Stated goal - Reproduce all of the data below word for word, omitting the picture.

Image box annotation records
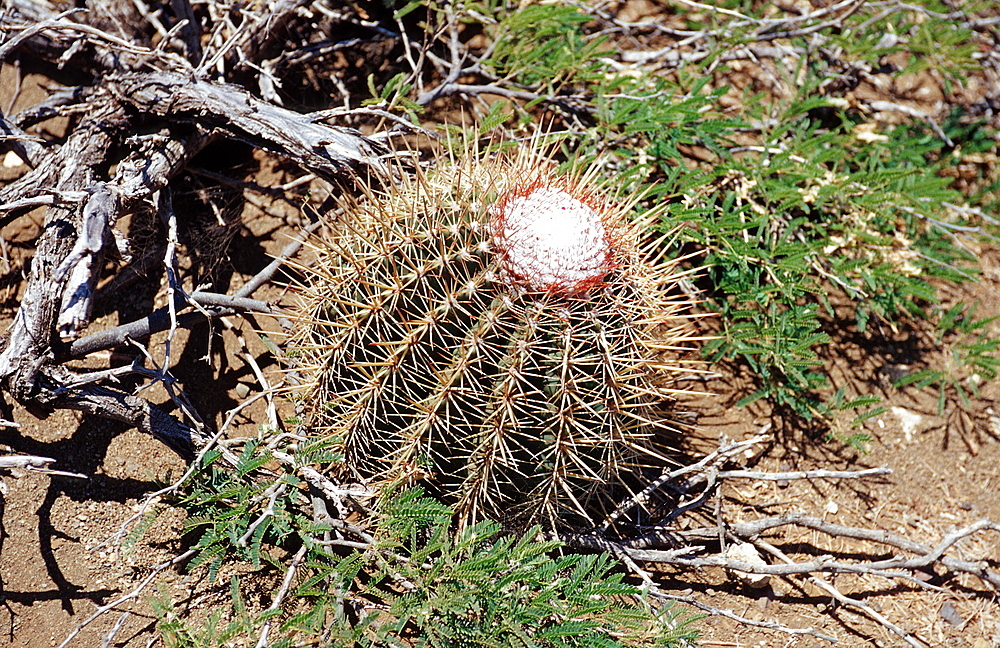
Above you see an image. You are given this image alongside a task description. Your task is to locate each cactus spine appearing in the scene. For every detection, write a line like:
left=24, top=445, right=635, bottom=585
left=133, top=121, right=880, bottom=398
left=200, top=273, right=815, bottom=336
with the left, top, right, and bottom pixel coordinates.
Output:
left=294, top=140, right=687, bottom=526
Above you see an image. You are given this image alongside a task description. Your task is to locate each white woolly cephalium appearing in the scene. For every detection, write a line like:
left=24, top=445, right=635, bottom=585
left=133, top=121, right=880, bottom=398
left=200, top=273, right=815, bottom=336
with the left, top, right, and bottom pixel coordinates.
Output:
left=293, top=142, right=688, bottom=526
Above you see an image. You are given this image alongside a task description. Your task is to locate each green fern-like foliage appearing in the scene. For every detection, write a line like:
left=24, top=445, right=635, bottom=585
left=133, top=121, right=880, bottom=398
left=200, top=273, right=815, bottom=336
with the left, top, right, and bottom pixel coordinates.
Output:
left=164, top=474, right=696, bottom=648
left=293, top=146, right=687, bottom=524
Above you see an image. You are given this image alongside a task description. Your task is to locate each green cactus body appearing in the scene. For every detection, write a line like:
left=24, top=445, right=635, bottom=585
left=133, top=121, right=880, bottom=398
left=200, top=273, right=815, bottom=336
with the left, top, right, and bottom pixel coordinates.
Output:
left=294, top=149, right=687, bottom=526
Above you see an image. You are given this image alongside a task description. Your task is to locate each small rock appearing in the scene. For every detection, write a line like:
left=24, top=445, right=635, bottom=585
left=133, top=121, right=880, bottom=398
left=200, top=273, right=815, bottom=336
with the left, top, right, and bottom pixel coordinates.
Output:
left=938, top=601, right=965, bottom=628
left=726, top=542, right=771, bottom=588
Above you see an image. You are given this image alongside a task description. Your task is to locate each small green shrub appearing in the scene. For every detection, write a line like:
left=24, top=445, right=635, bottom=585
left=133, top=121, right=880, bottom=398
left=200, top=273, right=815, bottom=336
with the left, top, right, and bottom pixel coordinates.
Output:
left=164, top=442, right=695, bottom=648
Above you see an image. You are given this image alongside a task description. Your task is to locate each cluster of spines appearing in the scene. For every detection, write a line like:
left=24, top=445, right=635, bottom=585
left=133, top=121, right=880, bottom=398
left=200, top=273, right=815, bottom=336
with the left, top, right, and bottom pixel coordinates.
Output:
left=299, top=156, right=692, bottom=522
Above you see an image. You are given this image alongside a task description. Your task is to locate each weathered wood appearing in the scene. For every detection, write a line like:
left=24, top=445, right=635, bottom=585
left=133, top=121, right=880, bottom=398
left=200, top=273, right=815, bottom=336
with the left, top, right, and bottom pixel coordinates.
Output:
left=107, top=72, right=385, bottom=182
left=0, top=0, right=385, bottom=457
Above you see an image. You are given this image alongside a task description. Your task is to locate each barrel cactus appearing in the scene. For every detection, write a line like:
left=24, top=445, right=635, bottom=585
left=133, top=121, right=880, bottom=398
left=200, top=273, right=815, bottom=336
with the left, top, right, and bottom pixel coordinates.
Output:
left=293, top=140, right=689, bottom=528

Response -
Above you see an image. You are given this image alongside a task description. Your task is to locate each cactus spine appearing in the scene. For every detection, write a line like:
left=24, top=445, right=635, bottom=585
left=133, top=121, right=880, bottom=398
left=200, top=273, right=815, bottom=336
with the left, top, right, and bottom pixel coordinates.
Output:
left=294, top=140, right=687, bottom=526
Above you see an image. You are given this image alongside a task description. Your task is to locate each white woolly cephalium appearing in the scene. For every detection, write a line like:
left=24, top=445, right=635, bottom=585
left=133, top=121, right=880, bottom=398
left=200, top=273, right=815, bottom=336
with the left, top, right, and bottom pixel coordinates.
Output:
left=293, top=142, right=688, bottom=526
Above you see an image. You are given this image alongside a task description. Your task is to locate each green fern-like foliage appearing in the scene. For every detection, write a line like:
left=24, top=445, right=635, bottom=585
left=133, top=121, right=880, bottom=398
left=200, top=273, right=815, bottom=336
with the left, top, right, and bottom pixel coordinates.
Output:
left=164, top=474, right=696, bottom=648
left=293, top=146, right=687, bottom=524
Above you see an image. You are given this image alongside a task description. Your task is to locate each green cactus body appearing in the scene. For every detection, write a line like:
left=24, top=445, right=635, bottom=585
left=133, top=121, right=880, bottom=398
left=200, top=273, right=815, bottom=336
with the left, top, right, and bottom pixel coordinates.
Output:
left=294, top=149, right=687, bottom=526
Above you see an image. You are given this image alongside a task description. Your task is to locate each small rock appearing in the scene. For every detection, write a line like:
left=24, top=445, right=635, bottom=585
left=133, top=121, right=880, bottom=398
left=200, top=273, right=815, bottom=336
with the left, top, right, and bottom pixel coordinates.
Output:
left=938, top=601, right=965, bottom=628
left=726, top=542, right=771, bottom=588
Above you see an image. You are given this image alongside a task description. Your task is to locate each small green shrub appearing in the scene. For every detection, write a line like:
left=24, top=445, right=635, bottom=585
left=133, top=121, right=880, bottom=398
left=200, top=273, right=815, bottom=336
with the left, top, right, and bottom pixel coordinates.
Output:
left=164, top=442, right=695, bottom=648
Above you see an image. You are given this image alongside a task description. Your task is to locate each cluster of spines appearing in the scene. For every detection, write a line like:
left=24, top=445, right=635, bottom=585
left=133, top=121, right=880, bottom=398
left=200, top=273, right=815, bottom=336
with the left, top, right, and bottom pixel coordinates.
Output:
left=299, top=156, right=692, bottom=522
Above you see an image. You are given this image alongside a task description. Your task is to locate each weathered wood appearing in the scene. For every detection, write a line like:
left=24, top=445, right=635, bottom=585
left=133, top=121, right=880, bottom=398
left=200, top=273, right=815, bottom=336
with the left, top, right, and bottom pixel coordinates.
Output:
left=107, top=72, right=385, bottom=182
left=0, top=0, right=385, bottom=457
Above you see an image. You are given this image alongside a task description. Your task is to locate each barrel cactus appearing in the scene. For every detection, write a line like:
left=24, top=445, right=635, bottom=585
left=133, top=121, right=880, bottom=398
left=200, top=273, right=815, bottom=336
with the left, top, right, and bottom pixel coordinates.
Output:
left=293, top=140, right=689, bottom=528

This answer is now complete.